* START *
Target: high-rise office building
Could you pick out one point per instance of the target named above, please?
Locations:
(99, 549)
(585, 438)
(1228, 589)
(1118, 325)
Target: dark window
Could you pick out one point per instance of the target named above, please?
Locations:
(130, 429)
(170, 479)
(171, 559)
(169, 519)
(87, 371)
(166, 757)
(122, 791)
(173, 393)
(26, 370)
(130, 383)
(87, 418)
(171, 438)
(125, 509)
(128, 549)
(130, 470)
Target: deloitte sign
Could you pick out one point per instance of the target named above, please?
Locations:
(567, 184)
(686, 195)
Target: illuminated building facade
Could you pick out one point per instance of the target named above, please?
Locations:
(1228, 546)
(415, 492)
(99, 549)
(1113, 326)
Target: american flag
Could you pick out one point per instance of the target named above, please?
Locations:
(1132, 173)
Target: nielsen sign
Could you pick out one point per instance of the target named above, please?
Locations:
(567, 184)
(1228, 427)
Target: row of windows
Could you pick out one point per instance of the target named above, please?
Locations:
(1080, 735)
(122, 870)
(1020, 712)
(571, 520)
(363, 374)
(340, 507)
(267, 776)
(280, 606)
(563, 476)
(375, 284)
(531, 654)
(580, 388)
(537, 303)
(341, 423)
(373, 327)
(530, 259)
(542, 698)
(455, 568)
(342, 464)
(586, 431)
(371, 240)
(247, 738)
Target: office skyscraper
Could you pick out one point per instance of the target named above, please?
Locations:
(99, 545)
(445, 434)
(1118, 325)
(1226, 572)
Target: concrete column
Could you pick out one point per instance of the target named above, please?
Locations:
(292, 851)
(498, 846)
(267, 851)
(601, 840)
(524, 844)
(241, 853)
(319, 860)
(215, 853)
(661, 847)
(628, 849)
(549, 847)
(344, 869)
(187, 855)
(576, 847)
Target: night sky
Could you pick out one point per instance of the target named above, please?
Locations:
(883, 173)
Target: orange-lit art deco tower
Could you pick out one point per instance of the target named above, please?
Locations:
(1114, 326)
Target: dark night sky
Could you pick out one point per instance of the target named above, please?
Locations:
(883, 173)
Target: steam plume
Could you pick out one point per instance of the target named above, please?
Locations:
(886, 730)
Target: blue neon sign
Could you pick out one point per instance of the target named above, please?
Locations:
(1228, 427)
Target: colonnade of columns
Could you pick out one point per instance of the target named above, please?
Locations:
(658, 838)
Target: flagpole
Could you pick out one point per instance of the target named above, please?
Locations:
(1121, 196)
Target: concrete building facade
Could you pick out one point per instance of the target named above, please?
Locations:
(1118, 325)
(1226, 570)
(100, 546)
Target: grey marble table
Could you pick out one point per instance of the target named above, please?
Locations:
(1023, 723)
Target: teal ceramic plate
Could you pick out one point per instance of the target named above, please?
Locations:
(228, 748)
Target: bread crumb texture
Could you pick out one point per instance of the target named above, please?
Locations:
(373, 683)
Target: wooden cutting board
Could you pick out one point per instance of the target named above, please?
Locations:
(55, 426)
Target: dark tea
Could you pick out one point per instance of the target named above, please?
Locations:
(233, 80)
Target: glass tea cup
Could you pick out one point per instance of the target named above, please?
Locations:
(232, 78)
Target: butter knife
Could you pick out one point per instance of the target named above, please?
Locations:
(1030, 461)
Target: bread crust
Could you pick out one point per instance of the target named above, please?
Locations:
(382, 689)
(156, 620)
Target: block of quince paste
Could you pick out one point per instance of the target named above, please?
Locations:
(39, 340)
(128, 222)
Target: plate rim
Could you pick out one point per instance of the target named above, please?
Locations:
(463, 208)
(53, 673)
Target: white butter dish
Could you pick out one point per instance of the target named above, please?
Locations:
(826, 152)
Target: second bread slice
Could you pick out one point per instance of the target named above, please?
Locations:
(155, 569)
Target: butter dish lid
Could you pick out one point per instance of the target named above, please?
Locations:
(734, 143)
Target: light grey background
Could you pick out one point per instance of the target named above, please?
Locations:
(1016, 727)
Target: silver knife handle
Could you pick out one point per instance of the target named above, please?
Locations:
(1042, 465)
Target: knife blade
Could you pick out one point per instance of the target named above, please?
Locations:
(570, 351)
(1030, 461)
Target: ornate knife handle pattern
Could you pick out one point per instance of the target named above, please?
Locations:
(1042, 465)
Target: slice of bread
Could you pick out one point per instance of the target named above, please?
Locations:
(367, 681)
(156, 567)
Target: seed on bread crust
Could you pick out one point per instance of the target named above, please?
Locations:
* END *
EXERCISE GOAL ▸ Starting at the line that contains "Target: light grey background" and ending at the end of the items, reproduce every line, requests included, and shift each coordinate by -120.

ANSWER TO THIS TASK ▸
Target: light grey background
Could you pick out one point per instance of the target named above, please?
Locations:
(896, 607)
Target: silver knife handle
Could you pick out one point per instance of the target named above, please?
Locations:
(922, 345)
Target: knife blade
Could you pick out one point per instance of the target named above, please?
Locations:
(450, 231)
(910, 341)
Target: ornate knife handle pattern
Could you pick out one point per instance of the target named above, please?
Locations:
(922, 345)
Target: slice of bread
Could you pick out one point per instance of the target named above, please?
Locations:
(247, 561)
(36, 447)
Target: seed on bread crust
Could you pick out one point per instance of the target named above, please?
Locations:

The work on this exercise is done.